● WHAT IS BEING ASKED:
Please set the lines down again exactly, from the top of the entries through the line that contains "target | hotel logo sign".

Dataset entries
____
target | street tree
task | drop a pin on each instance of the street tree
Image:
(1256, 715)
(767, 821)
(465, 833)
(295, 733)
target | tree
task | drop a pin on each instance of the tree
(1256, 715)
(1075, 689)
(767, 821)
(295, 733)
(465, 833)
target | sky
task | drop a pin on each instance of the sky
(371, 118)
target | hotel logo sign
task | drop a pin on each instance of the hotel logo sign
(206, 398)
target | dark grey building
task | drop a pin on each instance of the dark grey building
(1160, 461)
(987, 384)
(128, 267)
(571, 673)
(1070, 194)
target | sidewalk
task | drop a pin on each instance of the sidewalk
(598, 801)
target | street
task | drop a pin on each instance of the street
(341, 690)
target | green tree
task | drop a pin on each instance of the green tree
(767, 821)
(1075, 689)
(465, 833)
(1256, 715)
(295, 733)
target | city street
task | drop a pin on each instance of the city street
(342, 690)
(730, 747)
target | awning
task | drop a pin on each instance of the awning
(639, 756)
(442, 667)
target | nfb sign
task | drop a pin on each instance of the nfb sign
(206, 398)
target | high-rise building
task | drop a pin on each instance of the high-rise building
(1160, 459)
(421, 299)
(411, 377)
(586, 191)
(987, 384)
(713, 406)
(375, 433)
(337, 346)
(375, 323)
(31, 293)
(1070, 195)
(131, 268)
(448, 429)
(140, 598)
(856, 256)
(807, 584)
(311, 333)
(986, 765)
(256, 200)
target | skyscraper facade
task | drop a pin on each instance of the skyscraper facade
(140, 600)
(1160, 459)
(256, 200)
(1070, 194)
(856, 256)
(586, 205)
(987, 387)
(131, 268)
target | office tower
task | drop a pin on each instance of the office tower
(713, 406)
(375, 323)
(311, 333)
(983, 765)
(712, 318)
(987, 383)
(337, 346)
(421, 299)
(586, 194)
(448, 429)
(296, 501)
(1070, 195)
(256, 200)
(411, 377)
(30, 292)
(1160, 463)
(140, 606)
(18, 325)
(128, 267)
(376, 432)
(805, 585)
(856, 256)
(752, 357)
____
● ANSWER SPACE:
target | street tree
task | drop a pin on each instance of the street tree
Image:
(1256, 715)
(767, 821)
(465, 833)
(295, 733)
target | tree
task | drop a pin on each instance of the tree
(1256, 715)
(1075, 689)
(767, 821)
(295, 733)
(465, 833)
target | sky
task | drop a pin on each instance of the sky
(371, 118)
target | hotel logo sign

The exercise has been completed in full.